-- Opening Marker --

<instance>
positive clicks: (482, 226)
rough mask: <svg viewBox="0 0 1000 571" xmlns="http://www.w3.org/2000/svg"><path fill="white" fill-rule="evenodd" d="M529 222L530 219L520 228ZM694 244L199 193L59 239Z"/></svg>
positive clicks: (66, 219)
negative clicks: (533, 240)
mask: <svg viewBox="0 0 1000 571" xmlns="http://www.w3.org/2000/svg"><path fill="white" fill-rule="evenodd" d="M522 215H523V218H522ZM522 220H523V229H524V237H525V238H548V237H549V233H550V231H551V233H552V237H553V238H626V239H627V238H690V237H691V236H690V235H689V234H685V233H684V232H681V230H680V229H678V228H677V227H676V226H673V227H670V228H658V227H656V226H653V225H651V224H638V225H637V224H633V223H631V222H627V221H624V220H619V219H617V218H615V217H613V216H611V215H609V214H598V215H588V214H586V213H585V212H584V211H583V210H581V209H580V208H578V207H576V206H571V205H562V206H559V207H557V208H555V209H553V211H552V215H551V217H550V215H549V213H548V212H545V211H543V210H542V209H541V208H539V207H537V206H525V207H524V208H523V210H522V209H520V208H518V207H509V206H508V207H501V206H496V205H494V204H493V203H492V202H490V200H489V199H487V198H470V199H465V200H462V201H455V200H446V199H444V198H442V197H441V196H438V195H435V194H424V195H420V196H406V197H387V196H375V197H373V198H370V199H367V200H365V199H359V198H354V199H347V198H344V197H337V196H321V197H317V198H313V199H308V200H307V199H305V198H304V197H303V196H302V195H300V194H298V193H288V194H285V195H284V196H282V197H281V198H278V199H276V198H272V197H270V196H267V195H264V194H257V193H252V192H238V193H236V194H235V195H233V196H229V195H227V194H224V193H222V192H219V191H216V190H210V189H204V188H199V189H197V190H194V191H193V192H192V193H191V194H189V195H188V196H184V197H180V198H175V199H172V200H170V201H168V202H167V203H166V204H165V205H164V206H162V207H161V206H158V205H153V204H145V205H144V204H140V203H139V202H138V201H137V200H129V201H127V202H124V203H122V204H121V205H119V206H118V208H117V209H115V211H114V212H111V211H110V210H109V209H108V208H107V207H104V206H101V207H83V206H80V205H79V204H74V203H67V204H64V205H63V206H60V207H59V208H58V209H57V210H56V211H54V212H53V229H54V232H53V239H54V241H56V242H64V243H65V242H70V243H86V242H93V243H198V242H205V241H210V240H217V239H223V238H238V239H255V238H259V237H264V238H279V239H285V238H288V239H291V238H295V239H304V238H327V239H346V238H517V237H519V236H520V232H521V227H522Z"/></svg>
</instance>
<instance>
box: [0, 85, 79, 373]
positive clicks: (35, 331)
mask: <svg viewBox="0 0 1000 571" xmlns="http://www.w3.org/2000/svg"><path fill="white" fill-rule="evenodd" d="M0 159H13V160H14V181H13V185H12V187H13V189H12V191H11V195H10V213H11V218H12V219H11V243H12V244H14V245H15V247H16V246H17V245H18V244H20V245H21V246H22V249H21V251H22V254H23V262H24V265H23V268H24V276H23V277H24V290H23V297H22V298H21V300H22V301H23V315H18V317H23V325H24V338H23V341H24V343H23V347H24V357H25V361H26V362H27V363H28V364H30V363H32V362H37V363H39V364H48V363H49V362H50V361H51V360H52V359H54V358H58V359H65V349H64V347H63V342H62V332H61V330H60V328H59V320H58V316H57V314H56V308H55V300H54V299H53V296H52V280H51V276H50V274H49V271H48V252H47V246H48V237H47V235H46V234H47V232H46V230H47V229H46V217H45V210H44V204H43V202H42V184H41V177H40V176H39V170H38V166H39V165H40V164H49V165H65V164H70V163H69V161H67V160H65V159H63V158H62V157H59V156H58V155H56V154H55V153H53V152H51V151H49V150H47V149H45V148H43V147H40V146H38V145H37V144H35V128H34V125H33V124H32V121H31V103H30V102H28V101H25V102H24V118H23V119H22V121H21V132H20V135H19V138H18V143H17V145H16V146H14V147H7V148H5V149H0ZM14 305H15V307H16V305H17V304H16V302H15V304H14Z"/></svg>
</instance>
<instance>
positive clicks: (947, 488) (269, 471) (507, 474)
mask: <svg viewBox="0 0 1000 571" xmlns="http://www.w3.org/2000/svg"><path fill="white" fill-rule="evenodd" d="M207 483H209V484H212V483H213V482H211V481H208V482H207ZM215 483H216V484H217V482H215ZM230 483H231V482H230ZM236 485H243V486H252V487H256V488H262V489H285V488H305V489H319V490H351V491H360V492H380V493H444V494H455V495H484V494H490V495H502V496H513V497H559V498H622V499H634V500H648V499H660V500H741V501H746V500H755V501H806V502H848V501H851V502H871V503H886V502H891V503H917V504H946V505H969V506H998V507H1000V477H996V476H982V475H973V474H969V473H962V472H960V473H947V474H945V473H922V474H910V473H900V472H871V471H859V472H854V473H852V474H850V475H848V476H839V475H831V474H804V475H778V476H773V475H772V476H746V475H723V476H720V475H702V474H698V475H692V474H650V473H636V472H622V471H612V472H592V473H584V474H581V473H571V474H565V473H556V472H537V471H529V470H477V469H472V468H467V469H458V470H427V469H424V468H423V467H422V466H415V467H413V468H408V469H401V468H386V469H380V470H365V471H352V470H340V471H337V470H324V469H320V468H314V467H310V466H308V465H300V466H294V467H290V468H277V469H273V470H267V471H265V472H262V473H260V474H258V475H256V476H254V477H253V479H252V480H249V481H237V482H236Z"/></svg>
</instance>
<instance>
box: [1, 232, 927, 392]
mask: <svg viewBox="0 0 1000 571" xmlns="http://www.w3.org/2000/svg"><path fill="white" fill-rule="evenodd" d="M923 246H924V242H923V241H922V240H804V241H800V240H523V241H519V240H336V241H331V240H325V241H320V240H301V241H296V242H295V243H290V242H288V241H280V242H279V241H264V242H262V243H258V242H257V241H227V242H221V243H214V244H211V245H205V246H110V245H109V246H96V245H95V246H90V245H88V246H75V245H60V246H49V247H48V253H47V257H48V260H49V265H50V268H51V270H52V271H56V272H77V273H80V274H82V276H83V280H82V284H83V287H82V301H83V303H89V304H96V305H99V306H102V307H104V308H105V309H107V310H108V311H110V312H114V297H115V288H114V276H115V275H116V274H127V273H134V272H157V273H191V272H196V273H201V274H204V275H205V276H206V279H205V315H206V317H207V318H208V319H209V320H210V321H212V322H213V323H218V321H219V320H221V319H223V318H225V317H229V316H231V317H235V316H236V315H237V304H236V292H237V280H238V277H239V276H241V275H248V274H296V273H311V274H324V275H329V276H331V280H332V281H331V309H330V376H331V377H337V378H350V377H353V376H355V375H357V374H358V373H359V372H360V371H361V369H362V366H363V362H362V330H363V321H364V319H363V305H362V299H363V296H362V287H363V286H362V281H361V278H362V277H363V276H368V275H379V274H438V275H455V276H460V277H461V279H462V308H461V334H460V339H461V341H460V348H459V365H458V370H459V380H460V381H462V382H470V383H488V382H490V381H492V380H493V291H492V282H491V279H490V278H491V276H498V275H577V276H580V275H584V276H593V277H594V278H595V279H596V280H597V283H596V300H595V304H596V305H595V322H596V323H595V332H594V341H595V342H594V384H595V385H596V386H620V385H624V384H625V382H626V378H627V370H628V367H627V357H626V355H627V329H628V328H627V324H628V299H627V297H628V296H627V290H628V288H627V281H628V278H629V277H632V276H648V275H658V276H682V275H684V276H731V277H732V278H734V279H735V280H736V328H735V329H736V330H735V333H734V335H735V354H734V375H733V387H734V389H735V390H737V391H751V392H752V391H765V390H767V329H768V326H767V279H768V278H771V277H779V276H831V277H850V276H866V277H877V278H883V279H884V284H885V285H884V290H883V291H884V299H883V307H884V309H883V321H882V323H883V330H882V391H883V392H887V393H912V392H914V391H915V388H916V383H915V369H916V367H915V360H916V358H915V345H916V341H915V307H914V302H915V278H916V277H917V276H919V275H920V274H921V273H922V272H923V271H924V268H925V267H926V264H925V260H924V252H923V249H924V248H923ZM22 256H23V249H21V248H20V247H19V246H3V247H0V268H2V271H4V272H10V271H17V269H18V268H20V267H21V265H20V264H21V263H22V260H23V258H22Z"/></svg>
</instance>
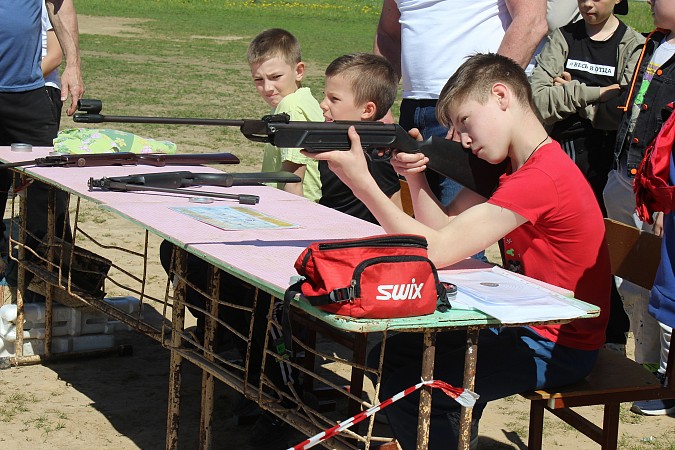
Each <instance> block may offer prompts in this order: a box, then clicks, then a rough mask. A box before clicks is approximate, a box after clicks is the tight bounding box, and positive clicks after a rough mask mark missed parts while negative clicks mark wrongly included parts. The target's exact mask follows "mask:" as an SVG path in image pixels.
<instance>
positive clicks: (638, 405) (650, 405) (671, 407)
mask: <svg viewBox="0 0 675 450" xmlns="http://www.w3.org/2000/svg"><path fill="white" fill-rule="evenodd" d="M654 376H655V377H656V378H657V379H658V380H659V382H660V383H661V386H664V385H665V384H666V374H665V373H661V372H658V371H657V372H654ZM630 410H631V411H632V412H634V413H635V414H642V415H643V416H675V399H666V400H662V399H655V400H641V401H638V402H633V405H632V406H631V408H630Z"/></svg>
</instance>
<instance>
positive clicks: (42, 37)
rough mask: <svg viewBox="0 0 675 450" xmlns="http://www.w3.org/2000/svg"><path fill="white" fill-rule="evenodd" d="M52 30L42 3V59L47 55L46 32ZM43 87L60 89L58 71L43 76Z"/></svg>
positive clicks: (56, 69) (47, 17)
mask: <svg viewBox="0 0 675 450" xmlns="http://www.w3.org/2000/svg"><path fill="white" fill-rule="evenodd" d="M52 29H54V27H53V26H52V23H51V21H50V20H49V14H48V13H47V7H46V6H45V3H44V2H42V57H43V58H44V57H45V55H46V54H47V32H48V31H49V30H52ZM45 86H53V87H55V88H56V89H61V77H59V70H58V69H54V70H53V71H52V72H51V73H49V74H47V75H45Z"/></svg>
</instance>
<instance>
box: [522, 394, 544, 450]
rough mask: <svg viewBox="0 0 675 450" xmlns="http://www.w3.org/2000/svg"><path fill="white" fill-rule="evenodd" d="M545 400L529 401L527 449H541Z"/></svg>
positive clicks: (542, 434)
mask: <svg viewBox="0 0 675 450" xmlns="http://www.w3.org/2000/svg"><path fill="white" fill-rule="evenodd" d="M545 406H546V400H532V401H531V402H530V432H529V436H528V437H527V448H528V450H541V441H542V438H543V435H544V407H545Z"/></svg>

-- Closing Marker --

From the start of the data to the line that holds "positive clicks: (66, 219)", retype each line exactly, with both ends included.

<instance>
positive clicks: (482, 226)
rough mask: <svg viewBox="0 0 1000 571" xmlns="http://www.w3.org/2000/svg"><path fill="white" fill-rule="evenodd" d="M529 222L530 219L520 228ZM694 244L199 193L59 239Z"/></svg>
positive clicks: (66, 219)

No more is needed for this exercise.